- **Directions for this task**:
In the post about photographers' workspaces, rewrite the stretch from "As someone was" through "your family life.", swapping "basement" for "spare room" throughout.

- **Provided text**:
I know one or two photographers who rent retail space (storefront) just for the sake of having that presence.  People in the town/city see the store and know who/where you are.  You are seen a a member of the local community, and not just somebody working out of their basement, who may or may not be around when it comes to shoot the wedding that they have put a deposit on.  It doesn't even have to be a studio space (especially if it's mainly weddings that you shoot).  It's just the fact that you have a 'real' business space.  They use it for displaying their work and maybe for sales meetings etc.  

As someone was mentioning above...there is the whole 'work from home' issue.  So do you put your 'office' in your home or keep it separate?  Many of us know very well that it can be hard to get work done when you're working in a home-office with your family around.  Some people rent space, mainly because it's a place where they can get out of the house and get some work done.  

Of course, there are many shades of grey between the options.  I know of at least one photographer who has a home-office, but separate it from their home.  A loft above the garage, for example.  It's a place to work, maybe a place to meet clients, but it's not in your basement or livingroom, which would interrupt your family life.  
I know a couple who bought their house because it had an over-sized garage, which they turned into a very nice studio.  They also teach classes out of there, have small meetings/seminars etc.  I don't know if they rent it out to other photographers...but they let me use it when I ask.

I can't think of their names, but I went to a seminar by a photographer (a couple) who decided to move to a different area.  They hired an architect to design them a house/studio.  It is a rather large house, but the living space was separated from most of the building, and it was all designed with the idea of natural light shooting areas, inside and out.  They created a huge 'fantasy' garden behind the house.  Very impressive...although, I'm sure it was outrageously expensive.

- **Data provided**:
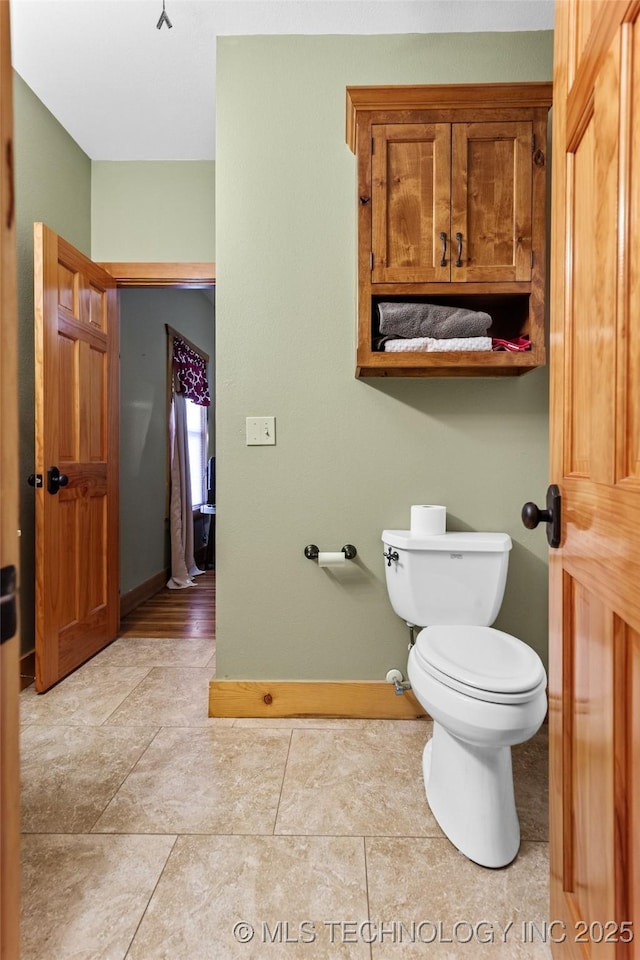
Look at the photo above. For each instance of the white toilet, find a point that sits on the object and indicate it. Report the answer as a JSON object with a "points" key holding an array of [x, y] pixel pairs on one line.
{"points": [[484, 689]]}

- **Result of the exercise**:
As someone was mentioning above...there is the whole 'work from home' issue.  So do you put your 'office' in your home or keep it separate?  Many of us know very well that it can be hard to get work done when you're working in a home-office with your family around.  Some people rent space, mainly because it's a place where they can get out of the house and get some work done.  

Of course, there are many shades of grey between the options.  I know of at least one photographer who has a home-office, but separate it from their home.  A loft above the garage, for example.  It's a place to work, maybe a place to meet clients, but it's not in your spare room or livingroom, which would interrupt your family life.